→ Enunciado da tarefa:
Transcreva novamente o trecho do texto começando em "Argumentos das partes" e terminando em "comissões e OC.", trocando "recorrente" por "requerente".

→ Texto:
╔══

21      A Comissão pede que o Tribunal se digne:

–        negar provimento ao recurso;

–        condenar a recorrente nas despesas.

 Questão de direito

22      A recorrente aduz cinco fundamentos com vista à anulação da decisão e à supressão ou redução da coima. O primeiro fundamento diz respeito à aplicação do artigo 81.° CE, sendo os restantes fundamentos relativos ao cálculo da coima.

1.     Quanto ao primeiro fundamento, relativo à participação da recorrente num cartel complexo e consolidado

 Argumentos das partes

23      A recorrente acusa a Comissão de ter cometido um erro manifesto de apreciação quando declarou que a recorrente participou num cartel complexo e consolidado, sendo que a recorrente apenas participou, de forma esporádica, em práticas relativas a comissões e OC.

╚══

Entradas guardadas:
╔══

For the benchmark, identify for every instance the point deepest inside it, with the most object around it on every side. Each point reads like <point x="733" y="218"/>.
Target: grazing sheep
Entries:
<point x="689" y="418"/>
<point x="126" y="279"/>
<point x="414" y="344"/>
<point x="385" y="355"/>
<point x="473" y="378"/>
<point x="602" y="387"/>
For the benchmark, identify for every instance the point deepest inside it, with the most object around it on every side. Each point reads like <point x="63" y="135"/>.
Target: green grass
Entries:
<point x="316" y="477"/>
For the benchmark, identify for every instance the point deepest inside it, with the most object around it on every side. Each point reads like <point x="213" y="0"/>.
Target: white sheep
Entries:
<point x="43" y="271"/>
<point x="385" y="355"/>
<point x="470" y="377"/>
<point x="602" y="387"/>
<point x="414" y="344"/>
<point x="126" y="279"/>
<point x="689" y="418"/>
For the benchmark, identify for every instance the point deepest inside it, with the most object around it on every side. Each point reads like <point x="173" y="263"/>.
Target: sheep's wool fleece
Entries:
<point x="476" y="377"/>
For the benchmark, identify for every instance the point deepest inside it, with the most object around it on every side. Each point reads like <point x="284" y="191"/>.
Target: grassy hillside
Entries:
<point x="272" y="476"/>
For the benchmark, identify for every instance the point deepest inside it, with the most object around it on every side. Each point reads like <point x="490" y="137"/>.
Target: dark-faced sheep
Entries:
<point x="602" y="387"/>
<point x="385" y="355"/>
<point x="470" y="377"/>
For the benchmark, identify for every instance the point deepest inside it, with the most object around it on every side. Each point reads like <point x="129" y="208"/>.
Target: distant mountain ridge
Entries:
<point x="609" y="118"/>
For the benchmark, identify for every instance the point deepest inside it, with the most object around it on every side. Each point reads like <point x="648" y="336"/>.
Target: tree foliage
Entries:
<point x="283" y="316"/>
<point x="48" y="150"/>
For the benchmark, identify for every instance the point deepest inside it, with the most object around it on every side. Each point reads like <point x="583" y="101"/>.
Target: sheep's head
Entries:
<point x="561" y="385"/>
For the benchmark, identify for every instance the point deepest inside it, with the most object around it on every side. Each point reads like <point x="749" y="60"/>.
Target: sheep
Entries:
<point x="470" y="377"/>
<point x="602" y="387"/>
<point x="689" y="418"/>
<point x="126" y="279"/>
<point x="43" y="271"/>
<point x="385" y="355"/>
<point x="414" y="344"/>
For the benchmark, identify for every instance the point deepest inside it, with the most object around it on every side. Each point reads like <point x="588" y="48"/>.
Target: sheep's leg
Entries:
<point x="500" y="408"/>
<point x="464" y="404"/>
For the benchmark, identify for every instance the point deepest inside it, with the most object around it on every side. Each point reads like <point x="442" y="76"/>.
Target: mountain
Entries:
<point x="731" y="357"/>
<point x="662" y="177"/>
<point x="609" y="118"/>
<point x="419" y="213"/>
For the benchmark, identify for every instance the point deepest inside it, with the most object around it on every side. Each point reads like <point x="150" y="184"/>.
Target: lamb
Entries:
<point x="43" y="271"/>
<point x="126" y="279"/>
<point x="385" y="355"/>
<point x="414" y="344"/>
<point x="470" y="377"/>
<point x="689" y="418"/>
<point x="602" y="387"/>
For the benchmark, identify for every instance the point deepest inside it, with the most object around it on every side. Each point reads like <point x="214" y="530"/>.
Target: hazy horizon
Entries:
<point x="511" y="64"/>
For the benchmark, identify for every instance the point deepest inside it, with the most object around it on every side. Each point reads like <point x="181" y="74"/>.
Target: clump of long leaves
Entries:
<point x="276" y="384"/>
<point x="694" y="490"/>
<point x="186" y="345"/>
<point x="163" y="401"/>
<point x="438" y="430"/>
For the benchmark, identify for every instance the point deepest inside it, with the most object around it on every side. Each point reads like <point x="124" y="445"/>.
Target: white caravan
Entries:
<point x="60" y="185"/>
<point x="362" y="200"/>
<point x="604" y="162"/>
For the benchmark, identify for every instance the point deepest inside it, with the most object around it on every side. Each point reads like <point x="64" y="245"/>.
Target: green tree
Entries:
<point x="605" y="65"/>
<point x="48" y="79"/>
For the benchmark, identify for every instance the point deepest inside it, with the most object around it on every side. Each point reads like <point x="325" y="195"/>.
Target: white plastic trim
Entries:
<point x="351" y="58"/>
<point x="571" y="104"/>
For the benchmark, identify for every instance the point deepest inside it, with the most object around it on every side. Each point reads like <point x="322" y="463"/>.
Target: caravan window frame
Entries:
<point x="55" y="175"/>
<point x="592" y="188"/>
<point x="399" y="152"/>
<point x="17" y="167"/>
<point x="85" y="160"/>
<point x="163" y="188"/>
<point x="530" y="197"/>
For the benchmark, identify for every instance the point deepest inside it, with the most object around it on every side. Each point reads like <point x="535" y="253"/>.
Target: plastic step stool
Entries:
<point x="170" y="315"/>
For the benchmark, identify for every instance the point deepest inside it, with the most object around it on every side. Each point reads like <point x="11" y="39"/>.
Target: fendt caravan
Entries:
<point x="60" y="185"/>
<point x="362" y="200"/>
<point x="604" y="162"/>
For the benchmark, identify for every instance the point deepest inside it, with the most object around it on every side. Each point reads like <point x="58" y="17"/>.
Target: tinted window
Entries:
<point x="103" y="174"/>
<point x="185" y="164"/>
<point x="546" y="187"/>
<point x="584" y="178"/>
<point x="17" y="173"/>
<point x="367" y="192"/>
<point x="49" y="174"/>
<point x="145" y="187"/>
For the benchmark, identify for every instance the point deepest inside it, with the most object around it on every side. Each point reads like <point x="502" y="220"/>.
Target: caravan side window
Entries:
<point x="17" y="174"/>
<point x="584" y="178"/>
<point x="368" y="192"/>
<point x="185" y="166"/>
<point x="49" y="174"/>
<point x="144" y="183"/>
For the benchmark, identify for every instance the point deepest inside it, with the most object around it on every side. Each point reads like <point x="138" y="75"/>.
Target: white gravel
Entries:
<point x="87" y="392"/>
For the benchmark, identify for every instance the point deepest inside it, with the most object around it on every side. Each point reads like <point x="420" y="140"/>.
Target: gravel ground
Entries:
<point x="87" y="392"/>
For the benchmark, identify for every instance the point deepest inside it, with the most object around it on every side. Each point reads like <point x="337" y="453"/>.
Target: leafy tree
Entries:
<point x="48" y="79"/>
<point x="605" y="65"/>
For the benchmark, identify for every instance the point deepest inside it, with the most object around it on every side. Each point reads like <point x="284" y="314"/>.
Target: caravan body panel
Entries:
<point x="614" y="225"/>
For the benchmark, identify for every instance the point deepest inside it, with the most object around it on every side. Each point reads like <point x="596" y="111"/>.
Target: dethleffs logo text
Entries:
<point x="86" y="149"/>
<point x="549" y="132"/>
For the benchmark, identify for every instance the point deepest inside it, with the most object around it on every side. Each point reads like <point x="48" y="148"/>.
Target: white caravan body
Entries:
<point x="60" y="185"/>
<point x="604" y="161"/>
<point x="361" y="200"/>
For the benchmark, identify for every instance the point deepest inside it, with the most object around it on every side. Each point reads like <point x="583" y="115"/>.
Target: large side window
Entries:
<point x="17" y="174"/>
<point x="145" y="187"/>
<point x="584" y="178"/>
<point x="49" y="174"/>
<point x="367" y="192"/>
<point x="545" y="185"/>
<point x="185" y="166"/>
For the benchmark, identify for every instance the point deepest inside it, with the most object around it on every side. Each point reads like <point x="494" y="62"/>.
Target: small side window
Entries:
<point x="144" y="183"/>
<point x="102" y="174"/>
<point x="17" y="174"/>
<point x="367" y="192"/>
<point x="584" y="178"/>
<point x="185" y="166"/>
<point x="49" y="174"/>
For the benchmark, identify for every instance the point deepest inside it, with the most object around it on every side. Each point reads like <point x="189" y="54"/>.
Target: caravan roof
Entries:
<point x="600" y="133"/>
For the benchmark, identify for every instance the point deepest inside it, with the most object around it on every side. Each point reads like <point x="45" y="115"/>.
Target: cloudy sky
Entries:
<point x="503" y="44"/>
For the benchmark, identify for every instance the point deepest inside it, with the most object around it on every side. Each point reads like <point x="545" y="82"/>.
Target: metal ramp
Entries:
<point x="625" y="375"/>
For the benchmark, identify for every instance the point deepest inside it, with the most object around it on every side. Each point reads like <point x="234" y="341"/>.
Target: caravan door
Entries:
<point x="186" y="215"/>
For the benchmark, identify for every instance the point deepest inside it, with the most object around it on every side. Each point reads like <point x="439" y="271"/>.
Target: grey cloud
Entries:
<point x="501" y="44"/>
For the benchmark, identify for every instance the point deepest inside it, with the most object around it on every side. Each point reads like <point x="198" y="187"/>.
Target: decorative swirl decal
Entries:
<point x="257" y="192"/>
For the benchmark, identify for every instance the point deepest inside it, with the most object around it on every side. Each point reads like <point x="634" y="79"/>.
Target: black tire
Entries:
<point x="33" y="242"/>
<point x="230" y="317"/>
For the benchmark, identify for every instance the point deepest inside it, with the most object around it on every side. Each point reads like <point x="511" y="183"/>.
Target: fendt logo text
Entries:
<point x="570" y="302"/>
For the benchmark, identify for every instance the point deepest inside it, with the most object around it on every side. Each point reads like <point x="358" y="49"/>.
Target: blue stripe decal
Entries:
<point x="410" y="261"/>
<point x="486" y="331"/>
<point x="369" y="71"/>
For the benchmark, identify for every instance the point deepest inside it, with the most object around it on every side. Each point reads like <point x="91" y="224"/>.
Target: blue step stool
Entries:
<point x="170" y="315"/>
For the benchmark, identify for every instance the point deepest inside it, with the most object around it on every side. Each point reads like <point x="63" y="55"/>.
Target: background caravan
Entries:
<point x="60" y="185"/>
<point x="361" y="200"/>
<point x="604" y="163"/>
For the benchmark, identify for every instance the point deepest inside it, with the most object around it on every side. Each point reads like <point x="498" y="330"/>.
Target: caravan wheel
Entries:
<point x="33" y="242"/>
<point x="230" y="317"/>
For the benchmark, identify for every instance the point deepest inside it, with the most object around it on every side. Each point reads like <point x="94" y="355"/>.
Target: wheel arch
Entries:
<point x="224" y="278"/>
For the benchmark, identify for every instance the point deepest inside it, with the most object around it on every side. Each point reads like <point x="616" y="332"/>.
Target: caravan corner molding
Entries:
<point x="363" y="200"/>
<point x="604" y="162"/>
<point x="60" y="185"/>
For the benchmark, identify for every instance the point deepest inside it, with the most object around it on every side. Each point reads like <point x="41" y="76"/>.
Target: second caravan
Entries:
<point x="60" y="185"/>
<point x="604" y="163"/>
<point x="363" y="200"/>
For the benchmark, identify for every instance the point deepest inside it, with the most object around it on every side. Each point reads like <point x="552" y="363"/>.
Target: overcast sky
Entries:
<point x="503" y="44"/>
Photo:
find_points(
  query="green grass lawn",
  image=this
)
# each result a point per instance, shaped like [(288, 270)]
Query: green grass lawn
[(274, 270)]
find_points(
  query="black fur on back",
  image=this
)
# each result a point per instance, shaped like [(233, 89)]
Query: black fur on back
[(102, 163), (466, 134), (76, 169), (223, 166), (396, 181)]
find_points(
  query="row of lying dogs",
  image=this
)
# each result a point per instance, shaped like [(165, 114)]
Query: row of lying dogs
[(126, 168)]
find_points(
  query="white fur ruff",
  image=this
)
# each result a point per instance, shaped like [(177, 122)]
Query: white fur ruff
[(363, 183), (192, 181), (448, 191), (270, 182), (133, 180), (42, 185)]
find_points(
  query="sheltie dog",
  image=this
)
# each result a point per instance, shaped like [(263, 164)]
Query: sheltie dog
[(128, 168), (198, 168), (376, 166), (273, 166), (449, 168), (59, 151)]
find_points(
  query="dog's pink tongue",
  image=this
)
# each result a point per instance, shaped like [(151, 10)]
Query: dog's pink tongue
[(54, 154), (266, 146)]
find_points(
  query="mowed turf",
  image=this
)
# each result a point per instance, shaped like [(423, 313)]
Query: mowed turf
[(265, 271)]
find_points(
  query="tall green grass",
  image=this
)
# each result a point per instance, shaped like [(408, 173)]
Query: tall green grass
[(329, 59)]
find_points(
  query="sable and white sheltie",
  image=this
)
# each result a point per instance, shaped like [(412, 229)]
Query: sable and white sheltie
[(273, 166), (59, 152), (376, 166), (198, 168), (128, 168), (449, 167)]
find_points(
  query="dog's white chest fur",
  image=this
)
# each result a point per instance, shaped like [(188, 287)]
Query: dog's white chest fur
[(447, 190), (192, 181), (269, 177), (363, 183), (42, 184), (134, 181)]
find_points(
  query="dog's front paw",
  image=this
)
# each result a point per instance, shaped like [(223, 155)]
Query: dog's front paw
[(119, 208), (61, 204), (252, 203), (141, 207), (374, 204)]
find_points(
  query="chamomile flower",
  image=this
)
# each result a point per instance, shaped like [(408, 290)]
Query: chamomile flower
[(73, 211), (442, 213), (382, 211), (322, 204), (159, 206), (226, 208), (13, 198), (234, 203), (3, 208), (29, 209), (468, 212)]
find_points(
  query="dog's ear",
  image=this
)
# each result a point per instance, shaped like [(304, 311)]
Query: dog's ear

╚══

→ Resultado:
Argumentos das partes

23      A requerente acusa a Comissão de ter cometido um erro manifesto de apreciação quando declarou que a requerente participou num cartel complexo e consolidado, sendo que a requerente apenas participou, de forma esporádica, em práticas relativas a comissões e OC.